Dataset records:
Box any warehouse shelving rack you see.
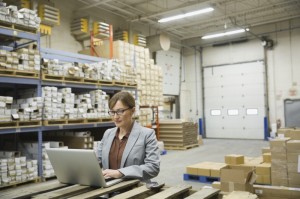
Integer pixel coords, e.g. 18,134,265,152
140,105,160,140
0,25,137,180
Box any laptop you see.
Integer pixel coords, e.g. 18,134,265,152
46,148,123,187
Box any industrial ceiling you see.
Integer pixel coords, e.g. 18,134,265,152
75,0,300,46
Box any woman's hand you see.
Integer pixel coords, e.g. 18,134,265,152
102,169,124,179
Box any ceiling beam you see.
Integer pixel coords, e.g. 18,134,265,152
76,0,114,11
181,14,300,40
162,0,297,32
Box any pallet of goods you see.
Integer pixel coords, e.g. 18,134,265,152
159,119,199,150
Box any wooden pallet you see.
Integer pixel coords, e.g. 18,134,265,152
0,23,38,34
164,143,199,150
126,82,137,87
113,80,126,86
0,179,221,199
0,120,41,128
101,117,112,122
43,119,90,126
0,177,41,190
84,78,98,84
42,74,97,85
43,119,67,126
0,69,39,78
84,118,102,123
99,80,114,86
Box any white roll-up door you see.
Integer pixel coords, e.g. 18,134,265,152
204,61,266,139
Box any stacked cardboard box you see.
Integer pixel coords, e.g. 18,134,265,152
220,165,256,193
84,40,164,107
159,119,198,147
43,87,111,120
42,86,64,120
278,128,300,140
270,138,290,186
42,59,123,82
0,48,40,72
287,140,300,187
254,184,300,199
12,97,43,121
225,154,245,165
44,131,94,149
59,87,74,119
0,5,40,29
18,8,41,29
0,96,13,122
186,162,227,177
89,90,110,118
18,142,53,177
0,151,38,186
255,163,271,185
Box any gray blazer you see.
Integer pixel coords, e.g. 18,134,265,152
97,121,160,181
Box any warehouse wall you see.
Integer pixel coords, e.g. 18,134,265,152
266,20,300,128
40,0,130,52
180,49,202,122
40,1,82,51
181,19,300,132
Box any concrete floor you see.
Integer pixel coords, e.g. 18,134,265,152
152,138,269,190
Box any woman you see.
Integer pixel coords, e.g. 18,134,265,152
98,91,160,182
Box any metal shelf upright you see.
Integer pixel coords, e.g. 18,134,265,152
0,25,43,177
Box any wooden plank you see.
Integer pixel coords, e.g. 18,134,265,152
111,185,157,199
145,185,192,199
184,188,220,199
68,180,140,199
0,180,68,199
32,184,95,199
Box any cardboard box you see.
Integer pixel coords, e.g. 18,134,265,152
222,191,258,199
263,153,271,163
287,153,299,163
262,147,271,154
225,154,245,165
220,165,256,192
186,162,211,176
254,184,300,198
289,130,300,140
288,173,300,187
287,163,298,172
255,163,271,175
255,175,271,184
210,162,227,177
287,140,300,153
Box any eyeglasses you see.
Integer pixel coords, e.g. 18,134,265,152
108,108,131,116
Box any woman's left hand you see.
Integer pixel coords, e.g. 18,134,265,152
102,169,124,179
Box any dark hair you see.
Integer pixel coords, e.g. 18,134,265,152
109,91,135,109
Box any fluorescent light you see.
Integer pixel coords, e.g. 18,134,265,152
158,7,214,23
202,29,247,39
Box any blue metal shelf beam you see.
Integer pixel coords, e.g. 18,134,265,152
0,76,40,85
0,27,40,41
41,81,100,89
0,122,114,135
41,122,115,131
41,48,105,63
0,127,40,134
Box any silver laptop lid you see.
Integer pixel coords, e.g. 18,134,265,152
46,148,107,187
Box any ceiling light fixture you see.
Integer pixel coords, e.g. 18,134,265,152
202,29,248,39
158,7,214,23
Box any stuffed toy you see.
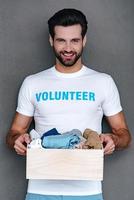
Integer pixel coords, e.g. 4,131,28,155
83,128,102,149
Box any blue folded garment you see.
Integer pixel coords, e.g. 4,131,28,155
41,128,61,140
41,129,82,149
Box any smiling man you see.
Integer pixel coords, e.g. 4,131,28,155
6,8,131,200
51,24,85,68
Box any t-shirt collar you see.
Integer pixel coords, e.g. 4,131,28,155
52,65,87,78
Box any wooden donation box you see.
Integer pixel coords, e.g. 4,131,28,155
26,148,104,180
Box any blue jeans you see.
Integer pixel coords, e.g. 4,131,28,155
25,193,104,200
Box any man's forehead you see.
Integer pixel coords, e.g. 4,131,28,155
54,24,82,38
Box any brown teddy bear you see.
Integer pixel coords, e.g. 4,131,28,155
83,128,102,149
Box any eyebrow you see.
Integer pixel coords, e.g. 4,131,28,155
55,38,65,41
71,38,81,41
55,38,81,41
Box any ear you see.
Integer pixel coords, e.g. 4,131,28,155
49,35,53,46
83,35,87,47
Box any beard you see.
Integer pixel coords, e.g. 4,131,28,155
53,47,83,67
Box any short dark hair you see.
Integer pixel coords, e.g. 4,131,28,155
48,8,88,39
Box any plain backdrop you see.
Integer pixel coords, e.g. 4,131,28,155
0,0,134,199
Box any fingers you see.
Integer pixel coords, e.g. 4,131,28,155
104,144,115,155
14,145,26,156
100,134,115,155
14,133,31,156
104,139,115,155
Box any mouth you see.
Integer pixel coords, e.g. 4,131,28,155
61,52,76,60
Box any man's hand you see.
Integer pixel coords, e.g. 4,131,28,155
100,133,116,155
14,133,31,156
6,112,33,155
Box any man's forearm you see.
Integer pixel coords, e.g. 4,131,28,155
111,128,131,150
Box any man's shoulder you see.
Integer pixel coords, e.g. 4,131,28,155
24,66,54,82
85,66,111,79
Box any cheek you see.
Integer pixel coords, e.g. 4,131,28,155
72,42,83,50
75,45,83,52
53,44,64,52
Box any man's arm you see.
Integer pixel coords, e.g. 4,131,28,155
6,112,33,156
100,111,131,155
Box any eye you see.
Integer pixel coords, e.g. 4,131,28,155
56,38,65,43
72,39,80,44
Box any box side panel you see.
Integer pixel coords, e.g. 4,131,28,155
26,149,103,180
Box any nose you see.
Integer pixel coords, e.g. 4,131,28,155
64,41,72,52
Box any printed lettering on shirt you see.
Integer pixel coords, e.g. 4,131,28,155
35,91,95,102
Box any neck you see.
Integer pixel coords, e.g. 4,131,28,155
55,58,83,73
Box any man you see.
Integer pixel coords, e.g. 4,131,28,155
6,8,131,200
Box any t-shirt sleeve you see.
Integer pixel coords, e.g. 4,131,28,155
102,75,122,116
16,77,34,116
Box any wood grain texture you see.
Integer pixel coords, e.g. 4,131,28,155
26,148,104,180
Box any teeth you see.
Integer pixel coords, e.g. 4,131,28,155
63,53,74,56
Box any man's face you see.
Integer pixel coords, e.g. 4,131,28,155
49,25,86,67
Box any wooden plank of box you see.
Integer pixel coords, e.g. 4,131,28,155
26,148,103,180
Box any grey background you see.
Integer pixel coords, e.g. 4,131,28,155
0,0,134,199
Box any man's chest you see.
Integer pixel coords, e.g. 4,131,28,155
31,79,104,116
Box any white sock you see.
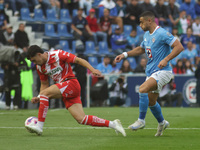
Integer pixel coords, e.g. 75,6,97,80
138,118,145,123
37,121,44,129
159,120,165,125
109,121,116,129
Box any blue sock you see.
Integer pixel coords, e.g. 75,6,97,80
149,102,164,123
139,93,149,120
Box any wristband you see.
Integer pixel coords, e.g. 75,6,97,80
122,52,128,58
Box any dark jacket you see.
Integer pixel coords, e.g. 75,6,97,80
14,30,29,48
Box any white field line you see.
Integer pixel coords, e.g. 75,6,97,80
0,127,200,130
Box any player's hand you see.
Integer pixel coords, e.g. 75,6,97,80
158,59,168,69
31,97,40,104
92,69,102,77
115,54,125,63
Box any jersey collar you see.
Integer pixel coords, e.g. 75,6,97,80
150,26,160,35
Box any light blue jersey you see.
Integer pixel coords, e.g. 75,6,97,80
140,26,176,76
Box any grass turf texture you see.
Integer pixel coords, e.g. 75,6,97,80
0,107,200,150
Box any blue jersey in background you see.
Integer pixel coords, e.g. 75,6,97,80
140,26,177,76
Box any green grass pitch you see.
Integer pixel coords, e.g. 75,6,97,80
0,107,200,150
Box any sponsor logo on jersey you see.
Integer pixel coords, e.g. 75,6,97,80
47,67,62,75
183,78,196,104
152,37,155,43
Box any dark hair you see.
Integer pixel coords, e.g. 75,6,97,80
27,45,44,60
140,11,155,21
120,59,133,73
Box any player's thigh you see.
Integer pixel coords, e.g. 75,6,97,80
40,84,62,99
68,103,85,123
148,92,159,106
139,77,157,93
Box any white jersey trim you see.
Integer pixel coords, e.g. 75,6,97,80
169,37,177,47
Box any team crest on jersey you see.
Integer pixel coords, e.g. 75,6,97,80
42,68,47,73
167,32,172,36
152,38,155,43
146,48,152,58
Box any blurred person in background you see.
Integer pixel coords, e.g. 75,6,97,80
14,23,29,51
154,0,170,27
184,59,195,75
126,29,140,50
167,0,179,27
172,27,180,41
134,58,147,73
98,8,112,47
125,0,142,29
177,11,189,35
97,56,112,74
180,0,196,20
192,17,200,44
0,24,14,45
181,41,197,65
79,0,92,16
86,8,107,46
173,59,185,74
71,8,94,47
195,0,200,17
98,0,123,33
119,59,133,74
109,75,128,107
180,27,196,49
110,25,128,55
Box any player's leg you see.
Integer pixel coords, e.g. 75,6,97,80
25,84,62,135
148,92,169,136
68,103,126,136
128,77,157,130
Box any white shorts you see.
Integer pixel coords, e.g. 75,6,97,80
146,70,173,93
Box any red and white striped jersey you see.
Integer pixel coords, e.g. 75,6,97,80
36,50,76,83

REQUIREMENT: Scan the entries above for the string "cardboard", and copy every line where it turns up.

ANSWER TO THIS PROBLEM:
Box any stacked cardboard box you see.
Box any cardboard box you see.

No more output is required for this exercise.